• **Task**
Output, please, every line from the line that holds "Mark each instance of the large granite" to the end, exactly as written.
▼
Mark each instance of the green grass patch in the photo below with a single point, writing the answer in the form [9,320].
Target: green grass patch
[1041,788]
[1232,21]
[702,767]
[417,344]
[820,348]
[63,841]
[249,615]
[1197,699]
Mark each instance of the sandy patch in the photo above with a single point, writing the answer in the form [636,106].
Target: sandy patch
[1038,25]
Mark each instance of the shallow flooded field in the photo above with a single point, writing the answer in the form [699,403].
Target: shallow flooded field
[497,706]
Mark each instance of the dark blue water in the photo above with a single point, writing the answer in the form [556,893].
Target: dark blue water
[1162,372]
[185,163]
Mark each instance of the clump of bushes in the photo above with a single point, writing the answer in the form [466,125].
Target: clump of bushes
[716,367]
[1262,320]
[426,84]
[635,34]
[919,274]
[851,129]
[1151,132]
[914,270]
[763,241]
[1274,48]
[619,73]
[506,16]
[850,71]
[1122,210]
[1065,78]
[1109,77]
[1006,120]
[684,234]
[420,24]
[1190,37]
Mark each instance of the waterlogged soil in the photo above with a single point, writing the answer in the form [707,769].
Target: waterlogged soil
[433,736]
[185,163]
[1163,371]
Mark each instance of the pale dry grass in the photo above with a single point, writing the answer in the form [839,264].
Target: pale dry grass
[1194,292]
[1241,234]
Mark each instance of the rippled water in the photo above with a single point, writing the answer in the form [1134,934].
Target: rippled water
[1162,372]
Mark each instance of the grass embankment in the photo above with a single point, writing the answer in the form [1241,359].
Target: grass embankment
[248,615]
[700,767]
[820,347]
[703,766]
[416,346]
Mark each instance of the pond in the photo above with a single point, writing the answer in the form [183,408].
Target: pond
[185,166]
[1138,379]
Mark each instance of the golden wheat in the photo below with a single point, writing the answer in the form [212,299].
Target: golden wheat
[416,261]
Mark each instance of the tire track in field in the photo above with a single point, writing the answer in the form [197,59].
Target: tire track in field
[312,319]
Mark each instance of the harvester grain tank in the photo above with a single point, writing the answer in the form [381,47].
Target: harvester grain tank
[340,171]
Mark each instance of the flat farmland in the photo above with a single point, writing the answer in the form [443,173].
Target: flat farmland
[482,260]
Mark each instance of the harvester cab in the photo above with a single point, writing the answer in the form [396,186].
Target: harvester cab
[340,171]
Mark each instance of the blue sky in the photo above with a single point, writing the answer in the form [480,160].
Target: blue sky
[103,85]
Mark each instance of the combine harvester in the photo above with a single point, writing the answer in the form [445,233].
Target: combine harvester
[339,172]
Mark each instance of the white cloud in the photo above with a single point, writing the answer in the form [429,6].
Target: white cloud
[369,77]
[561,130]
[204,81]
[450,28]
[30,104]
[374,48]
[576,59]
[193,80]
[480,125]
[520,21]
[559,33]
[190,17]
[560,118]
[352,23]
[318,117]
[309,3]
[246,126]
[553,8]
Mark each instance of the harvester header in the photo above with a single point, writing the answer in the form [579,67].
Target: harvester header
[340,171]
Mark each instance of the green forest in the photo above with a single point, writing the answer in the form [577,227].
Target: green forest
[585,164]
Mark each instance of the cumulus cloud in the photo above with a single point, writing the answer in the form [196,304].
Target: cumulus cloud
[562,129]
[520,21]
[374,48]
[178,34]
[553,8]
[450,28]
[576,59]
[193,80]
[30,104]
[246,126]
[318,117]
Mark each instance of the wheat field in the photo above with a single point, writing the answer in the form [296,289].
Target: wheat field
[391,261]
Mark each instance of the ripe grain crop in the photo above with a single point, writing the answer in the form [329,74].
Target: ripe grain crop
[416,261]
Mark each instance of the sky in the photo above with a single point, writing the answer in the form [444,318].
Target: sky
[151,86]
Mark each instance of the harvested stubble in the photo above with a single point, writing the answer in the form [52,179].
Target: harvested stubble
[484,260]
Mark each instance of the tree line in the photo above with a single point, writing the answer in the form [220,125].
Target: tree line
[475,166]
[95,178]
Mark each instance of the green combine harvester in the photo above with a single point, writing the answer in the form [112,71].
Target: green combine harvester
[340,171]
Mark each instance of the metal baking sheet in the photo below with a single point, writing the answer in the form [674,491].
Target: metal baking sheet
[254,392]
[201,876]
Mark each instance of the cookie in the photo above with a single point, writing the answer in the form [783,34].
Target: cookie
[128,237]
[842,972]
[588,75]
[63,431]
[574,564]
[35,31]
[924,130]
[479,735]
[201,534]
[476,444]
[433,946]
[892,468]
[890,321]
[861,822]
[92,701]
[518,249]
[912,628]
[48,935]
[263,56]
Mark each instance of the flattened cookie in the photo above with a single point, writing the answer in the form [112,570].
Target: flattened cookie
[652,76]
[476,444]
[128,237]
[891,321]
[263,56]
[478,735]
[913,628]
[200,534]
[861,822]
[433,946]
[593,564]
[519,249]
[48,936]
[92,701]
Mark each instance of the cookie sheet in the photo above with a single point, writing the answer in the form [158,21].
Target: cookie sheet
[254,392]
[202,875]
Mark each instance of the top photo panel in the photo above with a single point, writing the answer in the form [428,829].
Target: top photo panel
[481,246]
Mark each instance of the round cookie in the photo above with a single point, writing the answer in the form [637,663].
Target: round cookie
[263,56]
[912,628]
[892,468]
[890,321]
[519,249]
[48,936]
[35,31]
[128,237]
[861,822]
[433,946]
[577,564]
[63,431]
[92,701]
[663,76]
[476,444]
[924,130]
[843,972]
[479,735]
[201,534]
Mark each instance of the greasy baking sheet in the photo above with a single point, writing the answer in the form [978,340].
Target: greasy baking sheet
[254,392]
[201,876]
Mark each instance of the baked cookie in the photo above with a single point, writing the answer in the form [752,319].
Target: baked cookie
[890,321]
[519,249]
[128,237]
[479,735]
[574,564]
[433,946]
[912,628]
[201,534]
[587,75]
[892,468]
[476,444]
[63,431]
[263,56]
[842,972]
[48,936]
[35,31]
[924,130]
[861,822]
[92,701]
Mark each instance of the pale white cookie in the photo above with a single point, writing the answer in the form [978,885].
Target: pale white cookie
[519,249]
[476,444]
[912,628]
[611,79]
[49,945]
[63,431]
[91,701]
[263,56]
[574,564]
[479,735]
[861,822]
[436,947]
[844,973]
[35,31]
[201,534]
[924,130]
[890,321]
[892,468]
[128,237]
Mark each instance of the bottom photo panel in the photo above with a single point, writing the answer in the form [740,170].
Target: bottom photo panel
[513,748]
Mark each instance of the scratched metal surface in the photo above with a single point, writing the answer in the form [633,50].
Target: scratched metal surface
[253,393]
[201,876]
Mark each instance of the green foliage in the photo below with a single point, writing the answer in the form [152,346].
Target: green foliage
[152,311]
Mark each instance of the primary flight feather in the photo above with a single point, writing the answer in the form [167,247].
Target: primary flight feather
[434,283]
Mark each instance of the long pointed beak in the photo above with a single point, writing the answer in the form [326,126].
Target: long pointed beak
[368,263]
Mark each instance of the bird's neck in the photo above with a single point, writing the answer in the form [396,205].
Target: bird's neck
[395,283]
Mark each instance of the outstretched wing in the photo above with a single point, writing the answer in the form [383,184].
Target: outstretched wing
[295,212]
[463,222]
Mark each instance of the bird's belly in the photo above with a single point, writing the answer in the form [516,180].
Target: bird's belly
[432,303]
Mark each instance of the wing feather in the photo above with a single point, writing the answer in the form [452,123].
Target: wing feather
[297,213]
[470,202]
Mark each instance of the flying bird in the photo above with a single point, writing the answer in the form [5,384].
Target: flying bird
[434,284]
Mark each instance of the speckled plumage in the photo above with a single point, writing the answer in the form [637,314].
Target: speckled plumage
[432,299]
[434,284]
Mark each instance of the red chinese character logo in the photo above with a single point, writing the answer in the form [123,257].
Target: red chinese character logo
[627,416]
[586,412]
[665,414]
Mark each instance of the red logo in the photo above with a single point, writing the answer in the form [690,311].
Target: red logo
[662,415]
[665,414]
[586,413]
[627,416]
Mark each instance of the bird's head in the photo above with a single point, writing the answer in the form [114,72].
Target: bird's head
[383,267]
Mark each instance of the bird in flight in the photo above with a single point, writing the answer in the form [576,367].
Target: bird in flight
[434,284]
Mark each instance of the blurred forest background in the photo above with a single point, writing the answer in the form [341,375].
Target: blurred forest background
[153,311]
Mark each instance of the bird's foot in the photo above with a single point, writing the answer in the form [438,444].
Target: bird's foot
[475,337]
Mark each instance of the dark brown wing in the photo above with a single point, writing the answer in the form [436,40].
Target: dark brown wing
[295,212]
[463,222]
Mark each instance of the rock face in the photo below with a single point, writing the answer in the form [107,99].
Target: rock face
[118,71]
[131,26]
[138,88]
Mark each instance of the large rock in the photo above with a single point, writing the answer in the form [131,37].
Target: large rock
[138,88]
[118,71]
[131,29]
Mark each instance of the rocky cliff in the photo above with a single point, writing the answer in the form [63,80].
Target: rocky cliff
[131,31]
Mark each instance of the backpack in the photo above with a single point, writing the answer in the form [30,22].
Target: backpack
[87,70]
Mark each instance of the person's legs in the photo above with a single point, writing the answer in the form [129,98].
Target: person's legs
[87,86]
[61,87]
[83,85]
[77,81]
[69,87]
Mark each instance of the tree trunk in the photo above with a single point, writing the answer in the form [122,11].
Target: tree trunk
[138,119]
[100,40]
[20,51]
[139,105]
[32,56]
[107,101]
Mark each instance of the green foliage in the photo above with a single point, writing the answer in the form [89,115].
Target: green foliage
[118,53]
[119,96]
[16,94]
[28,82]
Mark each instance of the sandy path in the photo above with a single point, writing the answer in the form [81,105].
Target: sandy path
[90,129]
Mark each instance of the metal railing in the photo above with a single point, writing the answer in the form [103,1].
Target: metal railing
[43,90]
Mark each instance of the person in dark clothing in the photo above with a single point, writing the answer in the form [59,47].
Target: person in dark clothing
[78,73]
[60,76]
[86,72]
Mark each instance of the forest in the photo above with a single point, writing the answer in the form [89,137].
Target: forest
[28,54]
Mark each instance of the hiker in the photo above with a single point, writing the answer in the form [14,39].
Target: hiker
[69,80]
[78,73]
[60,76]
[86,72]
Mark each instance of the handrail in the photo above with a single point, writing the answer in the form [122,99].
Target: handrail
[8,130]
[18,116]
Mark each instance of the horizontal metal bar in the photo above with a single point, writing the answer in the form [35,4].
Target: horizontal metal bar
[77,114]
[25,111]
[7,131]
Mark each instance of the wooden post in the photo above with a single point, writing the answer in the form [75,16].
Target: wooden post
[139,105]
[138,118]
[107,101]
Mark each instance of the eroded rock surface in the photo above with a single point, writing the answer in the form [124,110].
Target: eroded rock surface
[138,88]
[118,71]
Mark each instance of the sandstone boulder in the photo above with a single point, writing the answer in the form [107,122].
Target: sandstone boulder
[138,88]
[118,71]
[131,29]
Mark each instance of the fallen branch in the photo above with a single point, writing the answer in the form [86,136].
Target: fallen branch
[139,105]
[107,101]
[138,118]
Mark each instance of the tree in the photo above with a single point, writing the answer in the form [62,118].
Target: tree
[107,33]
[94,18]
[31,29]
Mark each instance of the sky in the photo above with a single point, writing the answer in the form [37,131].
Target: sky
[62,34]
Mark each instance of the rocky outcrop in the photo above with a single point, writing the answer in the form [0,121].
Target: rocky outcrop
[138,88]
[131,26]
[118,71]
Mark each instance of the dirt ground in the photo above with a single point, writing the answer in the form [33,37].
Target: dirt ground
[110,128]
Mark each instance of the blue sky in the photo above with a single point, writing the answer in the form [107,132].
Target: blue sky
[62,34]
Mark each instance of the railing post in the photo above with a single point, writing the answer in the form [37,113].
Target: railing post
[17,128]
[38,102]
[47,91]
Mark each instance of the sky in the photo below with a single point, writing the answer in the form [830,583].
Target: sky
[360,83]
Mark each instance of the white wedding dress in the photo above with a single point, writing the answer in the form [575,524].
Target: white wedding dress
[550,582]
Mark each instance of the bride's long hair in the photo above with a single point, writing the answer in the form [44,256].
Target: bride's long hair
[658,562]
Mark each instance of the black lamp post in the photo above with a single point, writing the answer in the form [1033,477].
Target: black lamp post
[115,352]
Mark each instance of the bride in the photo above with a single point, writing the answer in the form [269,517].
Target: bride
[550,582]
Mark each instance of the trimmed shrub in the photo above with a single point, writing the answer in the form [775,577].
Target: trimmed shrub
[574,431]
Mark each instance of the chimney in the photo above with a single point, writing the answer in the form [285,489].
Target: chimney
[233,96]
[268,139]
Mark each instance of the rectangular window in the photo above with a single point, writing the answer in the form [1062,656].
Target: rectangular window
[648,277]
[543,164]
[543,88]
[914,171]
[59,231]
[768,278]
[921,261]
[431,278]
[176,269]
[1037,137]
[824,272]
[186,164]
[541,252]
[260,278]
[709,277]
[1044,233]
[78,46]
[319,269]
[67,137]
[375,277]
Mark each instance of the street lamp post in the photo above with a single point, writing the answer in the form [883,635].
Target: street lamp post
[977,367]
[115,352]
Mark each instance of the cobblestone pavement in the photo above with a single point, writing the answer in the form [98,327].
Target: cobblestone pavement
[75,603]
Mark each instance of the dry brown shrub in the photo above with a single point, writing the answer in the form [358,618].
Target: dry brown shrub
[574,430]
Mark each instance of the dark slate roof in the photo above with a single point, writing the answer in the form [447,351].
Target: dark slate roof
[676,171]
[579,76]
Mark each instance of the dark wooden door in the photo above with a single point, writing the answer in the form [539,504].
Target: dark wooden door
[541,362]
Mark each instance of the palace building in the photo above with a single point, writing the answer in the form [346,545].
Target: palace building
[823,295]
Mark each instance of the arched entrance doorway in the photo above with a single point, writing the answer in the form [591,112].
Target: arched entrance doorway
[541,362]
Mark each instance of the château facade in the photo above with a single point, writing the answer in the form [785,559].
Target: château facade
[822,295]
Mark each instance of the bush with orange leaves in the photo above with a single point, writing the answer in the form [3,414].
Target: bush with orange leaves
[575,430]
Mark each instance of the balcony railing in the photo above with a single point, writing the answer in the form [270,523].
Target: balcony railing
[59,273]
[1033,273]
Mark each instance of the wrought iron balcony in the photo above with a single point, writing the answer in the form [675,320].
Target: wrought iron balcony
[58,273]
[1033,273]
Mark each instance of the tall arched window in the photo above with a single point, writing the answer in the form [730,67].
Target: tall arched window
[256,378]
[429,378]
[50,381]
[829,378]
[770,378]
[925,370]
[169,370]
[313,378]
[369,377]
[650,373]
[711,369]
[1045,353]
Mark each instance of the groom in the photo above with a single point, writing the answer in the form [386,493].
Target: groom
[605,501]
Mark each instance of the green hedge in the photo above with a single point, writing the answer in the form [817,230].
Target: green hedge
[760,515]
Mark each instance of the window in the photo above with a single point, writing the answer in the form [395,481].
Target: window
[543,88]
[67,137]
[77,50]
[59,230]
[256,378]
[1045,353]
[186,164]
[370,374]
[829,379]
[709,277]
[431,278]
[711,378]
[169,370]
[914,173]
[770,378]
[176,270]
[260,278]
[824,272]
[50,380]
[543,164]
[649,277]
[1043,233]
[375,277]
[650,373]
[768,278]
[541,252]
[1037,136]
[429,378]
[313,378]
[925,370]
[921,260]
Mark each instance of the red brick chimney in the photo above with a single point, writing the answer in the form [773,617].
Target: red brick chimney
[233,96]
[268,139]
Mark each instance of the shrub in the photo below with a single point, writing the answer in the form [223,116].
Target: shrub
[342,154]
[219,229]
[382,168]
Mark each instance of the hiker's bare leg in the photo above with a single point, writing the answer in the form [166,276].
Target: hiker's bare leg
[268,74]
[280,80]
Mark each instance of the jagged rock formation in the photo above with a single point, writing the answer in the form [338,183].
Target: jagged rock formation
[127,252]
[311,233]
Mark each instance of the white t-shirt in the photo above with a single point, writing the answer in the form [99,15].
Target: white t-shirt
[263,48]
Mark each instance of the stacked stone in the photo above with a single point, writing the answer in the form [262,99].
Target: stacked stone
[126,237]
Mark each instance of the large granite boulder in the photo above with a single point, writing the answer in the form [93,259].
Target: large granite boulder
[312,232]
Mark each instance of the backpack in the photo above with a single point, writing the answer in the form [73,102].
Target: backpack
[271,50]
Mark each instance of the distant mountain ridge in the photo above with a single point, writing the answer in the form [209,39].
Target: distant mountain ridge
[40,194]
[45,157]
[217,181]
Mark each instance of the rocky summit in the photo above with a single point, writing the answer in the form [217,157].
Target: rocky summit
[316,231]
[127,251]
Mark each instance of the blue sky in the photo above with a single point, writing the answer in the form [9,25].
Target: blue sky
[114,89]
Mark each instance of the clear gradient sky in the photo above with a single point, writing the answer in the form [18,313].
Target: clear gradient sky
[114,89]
▲
• **The output**
Mark each instance of the large granite boulder in the photo above with a single point, writing the answer in the form [93,259].
Target: large granite boulder
[312,232]
Mark each instance of the backpack in the photo above with a single point, writing the answer in the form [73,102].
Target: backpack
[271,50]
Mark each instance of the distant mountain ridge in the photo above with a single point, writing the answer in the form [209,39].
Target: distant mountain ridge
[40,194]
[45,157]
[217,181]
Mark each instance of the rocky summit in the photo above with a single point, writing the answer in the form [217,157].
Target: rocky summit
[316,231]
[127,251]
Mark each instance of the blue sky in the photo above with a single point, writing the answer in the form [9,25].
Target: blue sky
[114,89]
Mark each instance of the clear gradient sky in the photo above with a single point, writing the answer in the form [18,313].
Target: clear gradient sky
[114,89]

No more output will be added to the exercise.